Begin Material

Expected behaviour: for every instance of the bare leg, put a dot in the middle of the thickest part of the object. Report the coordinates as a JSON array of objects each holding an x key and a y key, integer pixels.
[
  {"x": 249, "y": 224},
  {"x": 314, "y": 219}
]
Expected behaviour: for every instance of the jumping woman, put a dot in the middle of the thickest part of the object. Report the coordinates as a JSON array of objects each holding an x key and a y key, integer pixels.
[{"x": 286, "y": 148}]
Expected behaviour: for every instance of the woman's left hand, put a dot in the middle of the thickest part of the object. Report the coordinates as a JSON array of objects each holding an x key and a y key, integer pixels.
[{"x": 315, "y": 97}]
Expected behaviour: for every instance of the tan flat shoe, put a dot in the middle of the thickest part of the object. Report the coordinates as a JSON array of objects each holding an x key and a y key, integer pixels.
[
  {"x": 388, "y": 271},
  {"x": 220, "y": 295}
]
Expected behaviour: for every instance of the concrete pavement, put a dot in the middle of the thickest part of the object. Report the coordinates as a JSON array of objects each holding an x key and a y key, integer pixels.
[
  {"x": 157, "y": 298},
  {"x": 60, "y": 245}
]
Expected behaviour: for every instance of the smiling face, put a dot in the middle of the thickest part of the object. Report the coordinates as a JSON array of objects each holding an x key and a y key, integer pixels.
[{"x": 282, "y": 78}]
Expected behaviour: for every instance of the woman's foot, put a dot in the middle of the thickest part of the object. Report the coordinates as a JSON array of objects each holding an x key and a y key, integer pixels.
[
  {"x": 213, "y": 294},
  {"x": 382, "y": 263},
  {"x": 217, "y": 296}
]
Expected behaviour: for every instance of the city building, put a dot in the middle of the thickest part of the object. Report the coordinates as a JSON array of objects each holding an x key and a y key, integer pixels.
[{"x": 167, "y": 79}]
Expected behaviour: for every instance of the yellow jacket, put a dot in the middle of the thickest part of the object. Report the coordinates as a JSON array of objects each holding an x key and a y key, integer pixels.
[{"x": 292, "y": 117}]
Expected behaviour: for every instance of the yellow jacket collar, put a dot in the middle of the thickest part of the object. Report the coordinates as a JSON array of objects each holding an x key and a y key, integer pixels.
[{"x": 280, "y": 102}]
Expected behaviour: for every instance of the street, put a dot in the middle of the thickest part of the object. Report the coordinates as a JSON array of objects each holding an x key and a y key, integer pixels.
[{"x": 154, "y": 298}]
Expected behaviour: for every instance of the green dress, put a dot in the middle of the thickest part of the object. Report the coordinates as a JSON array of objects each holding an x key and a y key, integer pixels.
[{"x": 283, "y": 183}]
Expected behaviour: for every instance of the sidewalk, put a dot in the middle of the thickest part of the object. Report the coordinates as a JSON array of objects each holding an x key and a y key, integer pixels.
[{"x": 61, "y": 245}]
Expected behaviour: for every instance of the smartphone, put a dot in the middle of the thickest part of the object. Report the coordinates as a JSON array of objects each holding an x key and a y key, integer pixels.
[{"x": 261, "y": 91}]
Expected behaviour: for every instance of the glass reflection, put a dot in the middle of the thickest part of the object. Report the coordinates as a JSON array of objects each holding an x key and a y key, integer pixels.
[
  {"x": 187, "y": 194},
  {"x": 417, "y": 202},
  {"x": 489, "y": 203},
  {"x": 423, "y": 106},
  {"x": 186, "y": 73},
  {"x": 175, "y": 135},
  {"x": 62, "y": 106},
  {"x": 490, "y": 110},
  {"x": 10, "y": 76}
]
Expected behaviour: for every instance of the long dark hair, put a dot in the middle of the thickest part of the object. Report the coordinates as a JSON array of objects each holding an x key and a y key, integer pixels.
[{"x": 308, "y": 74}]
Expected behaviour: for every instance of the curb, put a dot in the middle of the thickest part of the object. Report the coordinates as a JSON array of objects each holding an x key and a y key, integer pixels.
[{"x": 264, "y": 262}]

End Material

[Problem to work on] Retype every one of the records above without any change.

[Solved problem]
Expected behaviour: for every instance of the bare leg, put a dot in the middle of the thickest part of the object. Report the coordinates as a JSON array of objects each holding an x key and a y key, integer pixels.
[
  {"x": 249, "y": 224},
  {"x": 314, "y": 219}
]
Expected behaviour: for every instance of the jumping woman, put a dot in the middle of the thickest part of the object. Report the coordinates as a JSON array of objects each holding an x key and a y key, integer pixels.
[{"x": 286, "y": 148}]
Expected behaviour: for every instance of the woman's left hand, put a dot in the middle of the thickest part of the object. Report the coordinates as a JSON array of objects each holding an x key and a y key, integer pixels.
[{"x": 315, "y": 97}]
Expected behaviour: for every instance of the tan flat shoe, put a dot in the middle of the thickest part of the object. Report the coordinates as a JSON array of objects each holding an x key and a y key, integer pixels.
[
  {"x": 388, "y": 271},
  {"x": 220, "y": 295}
]
Expected behaviour: for every instance of the concrete pavement, put a dot in the middle of the thickest part of the object. Report the coordinates as a JSON array of objects each holding an x key and a y key, integer pixels.
[
  {"x": 157, "y": 298},
  {"x": 60, "y": 245}
]
Expected behaviour: for every instance of the smiling face, put a dot in the middle of the thickest part of the object. Report the coordinates as a JSON array of objects each holding an x key and a y key, integer pixels.
[{"x": 282, "y": 78}]
Expected behaviour: for every instance of the woman's foot, put a dot in the middle of the thickest part of the object. Report the coordinates as a JSON array of objects each holding an x key and a y key, integer pixels.
[
  {"x": 213, "y": 294},
  {"x": 382, "y": 263},
  {"x": 217, "y": 296}
]
Expected behaviour: for every instance of the city building, put a dot in the middle of the thickest part of the object. Report the coordinates as a JSON array of objects each holding an x key and a y key, integer pixels.
[{"x": 167, "y": 79}]
Expected behaviour: for every instance of the yellow jacket, put a dot in the middle of the thickest part of the object. Report the coordinates as a JSON array of objects each holding an x key and a y key, integer pixels.
[{"x": 292, "y": 117}]
Expected behaviour: for every instance of the yellow jacket collar, put a dot in the middle of the thickest part of the object. Report the coordinates as a JSON array of objects each holding an x key and a y key, integer pixels.
[{"x": 280, "y": 102}]
Expected behaviour: for every instance of the street, put a dot in the middle of the thickest part of the object. Report the coordinates as a JSON array of objects each holding an x key and a y key, integer pixels.
[{"x": 154, "y": 298}]
Expected behaviour: for every instance of the green dress, put a dot in the middle of the thickest part of the object. Report the coordinates as a JSON array of objects each holding an x key and a y key, integer pixels.
[{"x": 283, "y": 183}]
Expected behaviour: for every instance of the sidewalk, put a dot in the middle of the thickest part of the object. Report the coordinates as a JSON array of objects each holding an x key and a y key, integer pixels.
[{"x": 61, "y": 245}]
Expected behaviour: for every instance of the smartphone, put a dot in the middle of the thickest part of the object. Report the coordinates as a JSON array of objects each holding an x key and a y key, integer pixels.
[{"x": 261, "y": 91}]
Expected behaviour: for every instance of the glass reflection, put a dot in the middle of the thickest part of the object. Report the coordinates as a JSON array of objects each holding an x key and a y key, integer pixels.
[
  {"x": 187, "y": 194},
  {"x": 417, "y": 202},
  {"x": 489, "y": 203},
  {"x": 423, "y": 106},
  {"x": 186, "y": 73},
  {"x": 175, "y": 135},
  {"x": 62, "y": 106},
  {"x": 490, "y": 110},
  {"x": 10, "y": 76}
]
Expected behaviour: for every instance of the long dark hair, put a dot in the middle of the thickest part of the object. Report the coordinates as a JSON array of objects each holding an x key and a y key, integer pixels.
[{"x": 308, "y": 74}]
Expected behaviour: for every instance of the curb, put a dot in the middle of the thickest part of the object. Report the coordinates as a JSON array of objects each holding an x key and a y key, integer pixels.
[{"x": 264, "y": 262}]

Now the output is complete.